Exercise instructions: Count the lines in the entries below that contain the string "every", matching case exactly, and reply with that number alone.

────

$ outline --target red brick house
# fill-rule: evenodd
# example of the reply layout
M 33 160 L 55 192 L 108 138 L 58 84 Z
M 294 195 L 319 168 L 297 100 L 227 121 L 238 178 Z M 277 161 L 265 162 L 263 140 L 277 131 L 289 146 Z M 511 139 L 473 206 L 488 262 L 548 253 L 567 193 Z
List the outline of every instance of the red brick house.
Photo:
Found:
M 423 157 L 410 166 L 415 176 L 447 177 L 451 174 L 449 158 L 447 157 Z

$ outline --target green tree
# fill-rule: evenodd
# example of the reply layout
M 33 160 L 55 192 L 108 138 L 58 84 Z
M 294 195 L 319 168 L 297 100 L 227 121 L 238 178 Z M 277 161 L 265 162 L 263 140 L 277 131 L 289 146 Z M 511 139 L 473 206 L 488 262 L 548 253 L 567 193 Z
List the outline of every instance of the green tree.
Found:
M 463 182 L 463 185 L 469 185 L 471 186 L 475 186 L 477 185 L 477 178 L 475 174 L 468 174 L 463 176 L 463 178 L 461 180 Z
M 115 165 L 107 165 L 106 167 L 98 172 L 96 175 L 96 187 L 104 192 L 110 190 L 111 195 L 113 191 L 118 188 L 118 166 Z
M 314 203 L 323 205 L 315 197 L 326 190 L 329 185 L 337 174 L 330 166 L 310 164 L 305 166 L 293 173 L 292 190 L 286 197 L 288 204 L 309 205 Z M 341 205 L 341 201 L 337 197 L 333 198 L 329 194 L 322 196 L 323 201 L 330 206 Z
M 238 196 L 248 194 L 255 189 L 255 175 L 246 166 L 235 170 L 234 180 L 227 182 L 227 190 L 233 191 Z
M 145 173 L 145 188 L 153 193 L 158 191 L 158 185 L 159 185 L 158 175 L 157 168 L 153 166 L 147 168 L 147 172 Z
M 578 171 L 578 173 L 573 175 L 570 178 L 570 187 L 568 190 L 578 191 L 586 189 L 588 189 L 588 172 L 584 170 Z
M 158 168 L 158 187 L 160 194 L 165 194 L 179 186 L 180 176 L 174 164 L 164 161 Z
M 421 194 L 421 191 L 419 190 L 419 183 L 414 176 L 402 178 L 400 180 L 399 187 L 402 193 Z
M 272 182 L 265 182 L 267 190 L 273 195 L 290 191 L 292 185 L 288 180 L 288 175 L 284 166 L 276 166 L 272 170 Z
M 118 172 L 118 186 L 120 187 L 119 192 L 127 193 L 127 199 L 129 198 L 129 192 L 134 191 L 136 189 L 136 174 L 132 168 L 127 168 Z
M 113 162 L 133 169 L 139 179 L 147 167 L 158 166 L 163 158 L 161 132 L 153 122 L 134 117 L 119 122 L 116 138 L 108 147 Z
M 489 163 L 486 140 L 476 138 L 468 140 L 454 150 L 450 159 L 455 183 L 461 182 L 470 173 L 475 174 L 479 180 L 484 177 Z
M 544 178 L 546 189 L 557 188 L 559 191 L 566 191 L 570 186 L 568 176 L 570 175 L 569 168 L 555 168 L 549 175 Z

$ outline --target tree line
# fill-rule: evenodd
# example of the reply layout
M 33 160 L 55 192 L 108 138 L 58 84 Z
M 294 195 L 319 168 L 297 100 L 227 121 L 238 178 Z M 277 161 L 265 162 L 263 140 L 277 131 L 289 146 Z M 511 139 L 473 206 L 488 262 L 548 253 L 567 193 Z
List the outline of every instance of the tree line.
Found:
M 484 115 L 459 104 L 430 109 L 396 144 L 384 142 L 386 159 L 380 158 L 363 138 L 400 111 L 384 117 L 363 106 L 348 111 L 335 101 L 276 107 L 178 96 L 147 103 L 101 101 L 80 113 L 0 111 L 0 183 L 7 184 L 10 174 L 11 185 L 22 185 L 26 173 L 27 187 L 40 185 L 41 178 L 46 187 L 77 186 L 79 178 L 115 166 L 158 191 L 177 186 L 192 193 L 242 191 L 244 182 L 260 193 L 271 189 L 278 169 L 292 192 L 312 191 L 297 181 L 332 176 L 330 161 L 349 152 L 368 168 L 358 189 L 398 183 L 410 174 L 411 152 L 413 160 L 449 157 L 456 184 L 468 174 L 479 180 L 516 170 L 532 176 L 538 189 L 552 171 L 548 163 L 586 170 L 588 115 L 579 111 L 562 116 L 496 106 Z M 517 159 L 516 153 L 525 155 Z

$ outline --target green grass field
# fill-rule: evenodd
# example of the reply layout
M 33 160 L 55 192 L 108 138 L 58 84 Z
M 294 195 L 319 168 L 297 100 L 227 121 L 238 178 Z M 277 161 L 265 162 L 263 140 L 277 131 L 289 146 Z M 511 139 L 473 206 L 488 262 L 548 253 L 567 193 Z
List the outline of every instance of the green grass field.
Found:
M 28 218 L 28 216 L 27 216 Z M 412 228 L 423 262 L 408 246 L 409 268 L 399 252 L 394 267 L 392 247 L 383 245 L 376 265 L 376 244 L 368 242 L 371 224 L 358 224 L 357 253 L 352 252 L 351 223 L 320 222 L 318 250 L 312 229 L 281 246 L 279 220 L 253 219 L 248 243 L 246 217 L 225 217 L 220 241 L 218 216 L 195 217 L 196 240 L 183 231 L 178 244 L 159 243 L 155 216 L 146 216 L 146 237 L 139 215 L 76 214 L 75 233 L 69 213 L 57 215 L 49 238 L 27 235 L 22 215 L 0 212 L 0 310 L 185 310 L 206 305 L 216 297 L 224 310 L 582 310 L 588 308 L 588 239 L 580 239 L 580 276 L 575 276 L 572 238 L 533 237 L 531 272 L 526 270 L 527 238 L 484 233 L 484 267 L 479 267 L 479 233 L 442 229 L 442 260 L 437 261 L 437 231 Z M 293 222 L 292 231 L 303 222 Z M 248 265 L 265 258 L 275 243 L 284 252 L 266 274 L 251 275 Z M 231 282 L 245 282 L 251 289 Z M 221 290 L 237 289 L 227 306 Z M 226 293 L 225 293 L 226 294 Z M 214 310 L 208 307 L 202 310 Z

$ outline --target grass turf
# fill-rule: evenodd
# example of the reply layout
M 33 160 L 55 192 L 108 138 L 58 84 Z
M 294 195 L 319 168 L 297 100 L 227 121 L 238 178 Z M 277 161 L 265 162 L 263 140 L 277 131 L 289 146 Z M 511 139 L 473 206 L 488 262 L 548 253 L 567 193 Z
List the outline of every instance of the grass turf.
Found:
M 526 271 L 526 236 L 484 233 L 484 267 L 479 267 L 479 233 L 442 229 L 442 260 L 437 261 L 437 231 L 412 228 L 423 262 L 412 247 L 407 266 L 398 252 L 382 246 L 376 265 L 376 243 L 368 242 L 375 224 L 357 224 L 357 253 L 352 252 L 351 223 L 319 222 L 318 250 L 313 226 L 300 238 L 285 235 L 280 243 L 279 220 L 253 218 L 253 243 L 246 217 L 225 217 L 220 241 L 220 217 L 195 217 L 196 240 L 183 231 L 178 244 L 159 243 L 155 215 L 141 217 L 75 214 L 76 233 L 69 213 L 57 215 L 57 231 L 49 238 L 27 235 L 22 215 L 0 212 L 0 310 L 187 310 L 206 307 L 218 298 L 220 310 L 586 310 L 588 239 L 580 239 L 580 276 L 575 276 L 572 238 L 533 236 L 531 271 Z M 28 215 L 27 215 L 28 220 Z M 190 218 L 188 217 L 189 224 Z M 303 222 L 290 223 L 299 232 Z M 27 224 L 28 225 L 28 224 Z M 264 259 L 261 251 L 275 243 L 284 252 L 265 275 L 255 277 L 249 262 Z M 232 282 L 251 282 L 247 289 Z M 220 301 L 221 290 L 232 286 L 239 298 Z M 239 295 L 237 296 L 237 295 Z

────

Solution: 5